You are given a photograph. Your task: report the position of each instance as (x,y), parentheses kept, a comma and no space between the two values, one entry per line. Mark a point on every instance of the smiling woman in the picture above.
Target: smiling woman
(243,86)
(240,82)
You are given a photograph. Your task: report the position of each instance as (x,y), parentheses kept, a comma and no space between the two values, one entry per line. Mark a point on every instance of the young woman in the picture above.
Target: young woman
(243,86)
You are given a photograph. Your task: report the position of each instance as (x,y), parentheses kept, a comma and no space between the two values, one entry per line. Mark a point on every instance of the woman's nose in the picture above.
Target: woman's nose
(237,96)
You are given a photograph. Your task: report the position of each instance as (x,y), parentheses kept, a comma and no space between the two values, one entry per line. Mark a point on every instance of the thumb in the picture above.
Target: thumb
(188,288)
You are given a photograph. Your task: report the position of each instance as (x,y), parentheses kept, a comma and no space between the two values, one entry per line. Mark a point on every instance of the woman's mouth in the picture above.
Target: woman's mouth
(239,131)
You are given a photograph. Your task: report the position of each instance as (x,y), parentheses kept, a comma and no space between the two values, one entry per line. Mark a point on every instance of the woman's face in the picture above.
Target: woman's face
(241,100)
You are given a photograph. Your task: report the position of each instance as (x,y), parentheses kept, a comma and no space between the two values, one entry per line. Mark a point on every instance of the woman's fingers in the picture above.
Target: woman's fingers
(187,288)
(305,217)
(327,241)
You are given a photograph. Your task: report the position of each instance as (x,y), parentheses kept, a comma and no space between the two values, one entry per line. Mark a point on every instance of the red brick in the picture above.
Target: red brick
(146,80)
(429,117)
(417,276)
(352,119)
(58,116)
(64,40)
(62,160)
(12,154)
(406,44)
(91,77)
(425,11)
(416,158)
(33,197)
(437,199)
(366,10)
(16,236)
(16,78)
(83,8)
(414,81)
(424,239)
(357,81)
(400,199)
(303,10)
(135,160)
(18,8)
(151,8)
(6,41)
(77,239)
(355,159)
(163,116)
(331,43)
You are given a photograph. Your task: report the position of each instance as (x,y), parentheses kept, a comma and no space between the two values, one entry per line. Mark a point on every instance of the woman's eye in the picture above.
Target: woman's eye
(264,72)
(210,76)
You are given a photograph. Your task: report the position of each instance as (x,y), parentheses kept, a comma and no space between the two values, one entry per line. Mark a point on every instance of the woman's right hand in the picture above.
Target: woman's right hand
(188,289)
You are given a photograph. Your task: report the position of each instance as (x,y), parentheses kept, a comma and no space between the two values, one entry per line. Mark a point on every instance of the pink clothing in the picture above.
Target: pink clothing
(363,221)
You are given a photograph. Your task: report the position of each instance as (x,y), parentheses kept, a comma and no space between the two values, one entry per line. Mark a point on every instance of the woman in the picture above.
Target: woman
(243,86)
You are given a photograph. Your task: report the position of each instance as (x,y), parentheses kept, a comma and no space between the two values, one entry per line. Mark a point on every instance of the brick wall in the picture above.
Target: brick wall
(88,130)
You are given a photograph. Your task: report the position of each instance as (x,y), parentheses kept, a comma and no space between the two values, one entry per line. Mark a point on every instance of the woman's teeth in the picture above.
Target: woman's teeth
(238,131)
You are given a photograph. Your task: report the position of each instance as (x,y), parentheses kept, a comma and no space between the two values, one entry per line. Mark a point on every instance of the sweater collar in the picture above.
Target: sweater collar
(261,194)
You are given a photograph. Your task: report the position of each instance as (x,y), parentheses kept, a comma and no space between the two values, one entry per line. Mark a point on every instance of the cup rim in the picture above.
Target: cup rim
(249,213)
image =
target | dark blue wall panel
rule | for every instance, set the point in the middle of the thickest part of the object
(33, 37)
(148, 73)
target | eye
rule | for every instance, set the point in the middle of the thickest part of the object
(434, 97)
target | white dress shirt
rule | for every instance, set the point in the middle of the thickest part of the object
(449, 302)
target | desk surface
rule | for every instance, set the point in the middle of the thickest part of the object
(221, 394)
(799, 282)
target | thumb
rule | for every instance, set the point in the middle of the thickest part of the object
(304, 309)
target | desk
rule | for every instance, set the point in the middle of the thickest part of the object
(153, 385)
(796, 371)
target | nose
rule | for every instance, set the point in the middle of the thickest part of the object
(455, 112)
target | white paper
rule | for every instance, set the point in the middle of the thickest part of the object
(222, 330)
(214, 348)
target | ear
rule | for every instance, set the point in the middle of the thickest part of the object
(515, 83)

■ **Exercise directions**
Retype all of the records above word for word, line by line, with nothing changed.

■ **Solution for this exercise**
You are given a photograph. Your task: report the position of each instance as (x,y), parentheses kept, a comma and no space between the two values, one entry per line. Mark a point on every instance of the smiling woman in the picture above.
Target: smiling woman
(243,86)
(240,82)
You are given a photograph. Your task: report the position of each instance as (x,y), parentheses kept, a comma and no space between the two values, one entry per line. Mark a point on every instance of the young woman in the picture above.
Target: young woman
(243,86)
You are given a photograph. Your task: report the position of each instance as (x,y), parentheses kept, a comma and no space between the two values, one entry per line. Mark a point on every instance of the woman's nose in the picture above.
Target: woman's nose
(237,96)
You are given a photograph. Your task: report the position of each instance as (x,y), parentheses kept, a comma and no space between the two values, one entry per line. Mark a point on every instance of the thumb in the picture above.
Target: thumb
(188,288)
You are given a photograph. Your task: report the position of each instance as (x,y), parentheses kept, a comma and no space between the two values, one entry per line. Mark a point on every instance of the woman's mouth in the picture above.
Target: woman's mouth
(239,131)
You are given a photograph. Your task: report the position of each instance as (x,y), parentheses kept, a comma and no space between the two values, one entry per line. Mark a point on every instance of the woman's face in the picture above.
Target: woman's face
(241,100)
You are given a photograph. Your task: report the position of each instance as (x,y), parentheses kept, a comma and no space between the two values, one entry per line. Mark a point on every instance of the woman's fingers in the picture above.
Target: woman's fingers
(187,288)
(305,217)
(327,241)
You are given a photograph. Your task: report the position of each instance as (x,y), parentheses kept, a comma and no space between the two values, one entry per line. Mark a point on every instance of the red brick in the picture above.
Target: red brick
(146,80)
(429,117)
(417,276)
(352,119)
(58,116)
(64,40)
(62,160)
(12,154)
(406,44)
(91,77)
(425,11)
(416,158)
(33,197)
(437,199)
(366,10)
(16,236)
(16,78)
(83,8)
(414,81)
(424,239)
(357,81)
(400,199)
(303,10)
(135,160)
(18,8)
(151,8)
(6,41)
(77,239)
(355,159)
(163,116)
(331,43)
You are given a photograph. Your task: report the position of each instance as (x,y), parentheses kept, a comma and no space between the two values, one entry per line. Mark a point on every instance of the woman's eye in the picture above.
Target: woman's eye
(264,72)
(210,76)
You are given a photograph. Your task: report the position of each instance as (x,y), parentheses kept, a comma and no space between the two values, one entry per line. Mark a point on every instance of the woman's right hand in the picture above.
Target: woman's right hand
(188,289)
You are given a photograph. Your task: report the position of each instance as (x,y), parentheses kept, a comma and no space between the two values, one entry per line. Mark a point on every instance of the pink clothing in the picture above.
Target: pink clothing
(363,221)
You are given a photograph. Your task: report the position of each instance as (x,y), parentheses kept, a comma and no space between the two values, one entry per line. Mark a point on every instance of the woman in the picture above.
Target: woman
(243,86)
You are given a photograph. Your task: report the position of each instance as (x,y), parentheses kept, a comma and no space between the two values, one entry per line. Mark a point on every instance of the brick wall in the picture above.
Target: brick wall
(88,130)
You are given a photograph. Your task: report the position of each instance as (x,y), parentheses kept, a comma and no space between the two values, one entry per line. Mark a point on every instance of the woman's teeth in the picture above.
Target: woman's teeth
(238,131)
You are given a photograph. Your task: report the position of each instance as (x,y), parentheses kept, a comma and no space between the two values, one entry per line. Mark a point on every instance of the sweater collar in the picture above.
Target: sweater collar
(261,194)
You are given a photograph. Your task: report the position of each instance as (x,y), parentheses kept, a comma and no space between the two values, one entry per line. Mark a point on every instance of the cup rim in the picture above.
Target: cup rim
(249,213)
image =
target | dark blue wall panel
rule | for every instance, set the point in the middle of the thickest part of the object
(33, 37)
(148, 73)
target | eye
rule | for every instance, set the point in the middle of the thickest part of the object
(434, 97)
target | white dress shirt
rule | for every instance, set the point in the middle of the thickest part of the object
(449, 302)
target | desk surface
rule | for every instance, set the point in the middle of the thickest part of the object
(221, 394)
(799, 282)
target | thumb
rule | for every instance, set the point in the middle of the thickest part of the object
(304, 309)
target | desk
rule | for every instance, set the point in the middle of the thickest part of the object
(153, 385)
(796, 371)
target | nose
rule | for every instance, set the point in the middle of the thickest part of the object
(455, 112)
target | white paper
rule | for every instance, set the point in the middle of the thickest part of the object
(222, 330)
(214, 348)
target | ear
rule | for every instance, set the point in the middle of the thickest part of the object
(515, 83)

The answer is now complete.